Material supplied:

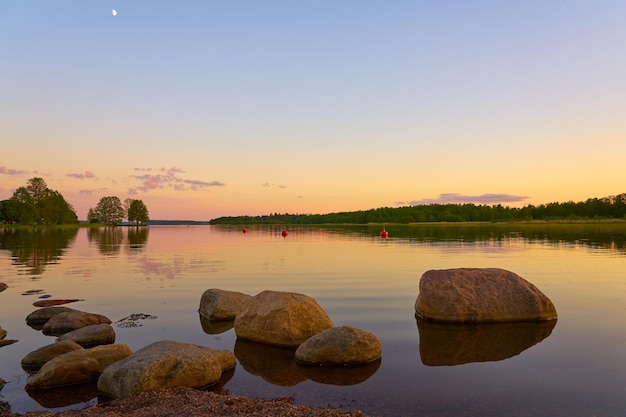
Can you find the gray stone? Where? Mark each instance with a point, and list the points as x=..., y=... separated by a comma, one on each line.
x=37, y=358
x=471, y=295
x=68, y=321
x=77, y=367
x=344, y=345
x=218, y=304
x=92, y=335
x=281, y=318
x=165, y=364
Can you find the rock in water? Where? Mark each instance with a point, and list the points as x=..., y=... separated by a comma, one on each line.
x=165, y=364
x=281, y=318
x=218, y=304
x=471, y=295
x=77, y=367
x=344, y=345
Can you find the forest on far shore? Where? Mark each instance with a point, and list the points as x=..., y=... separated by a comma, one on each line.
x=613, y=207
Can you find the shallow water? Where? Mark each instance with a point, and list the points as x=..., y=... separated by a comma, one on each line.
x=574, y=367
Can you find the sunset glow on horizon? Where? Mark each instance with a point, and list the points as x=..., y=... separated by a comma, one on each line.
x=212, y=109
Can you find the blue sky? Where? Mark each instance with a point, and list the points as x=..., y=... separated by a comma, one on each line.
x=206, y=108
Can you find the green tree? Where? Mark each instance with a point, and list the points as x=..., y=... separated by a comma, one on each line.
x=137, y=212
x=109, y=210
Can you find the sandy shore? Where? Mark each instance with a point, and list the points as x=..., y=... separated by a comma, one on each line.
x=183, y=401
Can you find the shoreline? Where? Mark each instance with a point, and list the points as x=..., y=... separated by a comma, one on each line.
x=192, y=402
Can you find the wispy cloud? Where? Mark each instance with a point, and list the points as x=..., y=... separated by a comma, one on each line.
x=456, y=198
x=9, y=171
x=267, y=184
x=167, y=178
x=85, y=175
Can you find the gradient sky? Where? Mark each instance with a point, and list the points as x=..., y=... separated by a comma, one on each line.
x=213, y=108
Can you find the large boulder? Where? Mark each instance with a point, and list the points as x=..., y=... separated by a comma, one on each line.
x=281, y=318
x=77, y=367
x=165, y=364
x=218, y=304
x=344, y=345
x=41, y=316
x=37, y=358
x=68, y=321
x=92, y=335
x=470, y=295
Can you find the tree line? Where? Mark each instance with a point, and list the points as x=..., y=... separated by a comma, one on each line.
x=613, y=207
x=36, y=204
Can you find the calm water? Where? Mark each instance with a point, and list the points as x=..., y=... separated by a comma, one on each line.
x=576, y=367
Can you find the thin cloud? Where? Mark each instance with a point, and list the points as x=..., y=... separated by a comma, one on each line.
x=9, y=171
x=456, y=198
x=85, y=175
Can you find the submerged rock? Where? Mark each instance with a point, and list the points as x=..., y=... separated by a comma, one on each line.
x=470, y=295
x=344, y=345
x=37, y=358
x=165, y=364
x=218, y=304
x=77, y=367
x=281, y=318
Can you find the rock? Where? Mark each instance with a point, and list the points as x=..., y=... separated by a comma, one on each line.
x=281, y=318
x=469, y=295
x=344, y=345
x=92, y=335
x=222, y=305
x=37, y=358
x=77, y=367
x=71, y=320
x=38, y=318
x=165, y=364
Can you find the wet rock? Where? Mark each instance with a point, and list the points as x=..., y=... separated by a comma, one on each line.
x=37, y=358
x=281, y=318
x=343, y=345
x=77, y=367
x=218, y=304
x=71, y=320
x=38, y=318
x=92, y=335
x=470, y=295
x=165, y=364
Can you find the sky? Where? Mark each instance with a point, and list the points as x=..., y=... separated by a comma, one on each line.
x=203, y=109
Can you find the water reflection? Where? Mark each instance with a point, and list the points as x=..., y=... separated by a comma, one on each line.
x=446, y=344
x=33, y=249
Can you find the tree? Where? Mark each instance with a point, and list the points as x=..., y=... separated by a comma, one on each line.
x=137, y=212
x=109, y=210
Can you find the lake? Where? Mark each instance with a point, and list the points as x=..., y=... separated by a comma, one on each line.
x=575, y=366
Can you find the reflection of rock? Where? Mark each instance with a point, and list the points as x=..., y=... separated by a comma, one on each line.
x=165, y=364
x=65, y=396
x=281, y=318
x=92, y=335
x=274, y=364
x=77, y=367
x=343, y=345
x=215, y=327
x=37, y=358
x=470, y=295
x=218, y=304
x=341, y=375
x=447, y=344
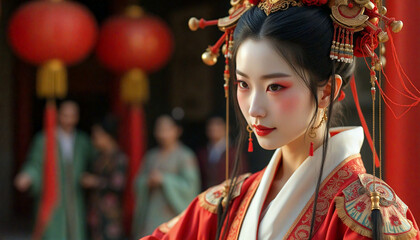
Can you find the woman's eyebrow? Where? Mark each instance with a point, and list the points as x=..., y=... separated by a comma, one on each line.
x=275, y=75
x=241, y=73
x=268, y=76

Exercise:
Reproduce every line of the material above, but drop the pictures.

Output of the task:
Can you find the gray stone? Where? Mark each instance with a point, and list the points as x=..., y=... separated by a comma, one on each line.
x=37, y=358
x=471, y=295
x=68, y=321
x=77, y=367
x=344, y=345
x=218, y=304
x=92, y=335
x=281, y=318
x=165, y=364
Can you find the rock in water? Where? Mark each instance with a point, and list the points as x=..., y=... separated by a comma, one on each line.
x=165, y=364
x=281, y=318
x=218, y=304
x=471, y=295
x=77, y=367
x=344, y=345
Can you find the forest on far shore? Where? Mark each instance with a point, and list the points as x=..., y=... separated by a comma, one on each line.
x=613, y=207
Can you find the shallow water? Where? Mark each instance with a point, and list the points as x=..., y=... separated by a comma, one on each line.
x=574, y=367
Can you find the sunset glow on horizon? Where? Mark each instance with a point, and list the points as x=..., y=... separated by a comma, one on each line.
x=212, y=109
Can you find the blue sky? Where? Mark each instance with a point, and list the points as x=..., y=... separated by a comma, one on each line.
x=206, y=108
Can you find the green tree? Where? Mark each instance with a point, and list the points as x=..., y=... separated by a comma, one on each line.
x=137, y=212
x=109, y=210
Can you find the sandy shore? Where? Mark each instance with a point, and list the points as x=..., y=... separated by a comma, one on each line.
x=183, y=401
Can you find the shoreline? Where? Mark each instance with a point, and list the points as x=..., y=... separated by a comma, one on each line.
x=192, y=402
Can you find the wispy cloud? Where? Mark each instance with a point, and list the points as x=..., y=... separated by a comma, one on each line.
x=456, y=198
x=9, y=171
x=267, y=184
x=167, y=178
x=85, y=175
Can you find the gradient sky? Where? Mark each instance with a point, and list the points as x=..., y=... separated by a comma, one on each line.
x=213, y=108
Can you find the large boulder? Where? Mark each instance with a point, and list the points as x=..., y=... separated by a comma, one on each line.
x=281, y=318
x=77, y=367
x=165, y=364
x=218, y=304
x=344, y=345
x=41, y=316
x=37, y=358
x=68, y=321
x=92, y=335
x=470, y=295
Can you find the tree line? Where? Mark each instance with a point, and list the points as x=..., y=... separated by a comma, one on each line.
x=613, y=207
x=36, y=204
Can you find the calm water? Where? Mark each instance with a point, and list the points as x=..., y=... separated by a comma, one on each line.
x=576, y=367
Can you find the thin cloud? Where? Mark each instance with a point, and list the points as x=..., y=... separated by a comma, one on each line.
x=9, y=171
x=456, y=198
x=85, y=175
Can you find the submerged rock? Where? Mark each instance with a point, and list the points as x=..., y=... separated by a comma, one on each line.
x=470, y=295
x=344, y=345
x=37, y=358
x=165, y=364
x=218, y=304
x=77, y=367
x=281, y=318
Can you find the rock? Where? Mark each instance with a point, and list the points as x=..., y=... separated by a comma, one on each line.
x=281, y=318
x=469, y=295
x=344, y=345
x=92, y=335
x=222, y=305
x=37, y=358
x=77, y=367
x=71, y=320
x=38, y=318
x=165, y=364
Can you find the wet rock? Where? Mark each instance with a point, and list the points as x=..., y=... separated by a comma, one on each line.
x=37, y=358
x=281, y=318
x=343, y=345
x=77, y=367
x=218, y=304
x=71, y=320
x=38, y=318
x=92, y=335
x=470, y=295
x=165, y=364
Can you find the sky? Where? Mark each instance with a point, and list the points as x=..., y=... separated by a comma, one on each line.
x=203, y=109
Can you find the water reflection? Where? Mark each instance with a point, and list the points as x=..., y=... separated by a comma, one on each line.
x=446, y=344
x=33, y=249
Can you find the tree? Where? Mark each instance with a point, and list the points as x=..., y=... separated by a comma, one on each line.
x=137, y=212
x=109, y=210
Can you find the lake? Where? Mark each instance with a point, and list the points as x=..., y=... separated by a comma, one on each line.
x=575, y=366
Can you find the reflection of rock? Where? Mark each instance with a point, and list the points as x=..., y=... separated by a comma, one on each line.
x=165, y=364
x=65, y=396
x=281, y=318
x=92, y=335
x=274, y=364
x=77, y=367
x=343, y=345
x=215, y=327
x=37, y=358
x=470, y=295
x=218, y=304
x=341, y=375
x=447, y=344
Can you find the woman's eyebrow? Where? Mark each instance with a point, and list the points as x=..., y=... separated by a comma, one on each line.
x=275, y=75
x=241, y=73
x=268, y=76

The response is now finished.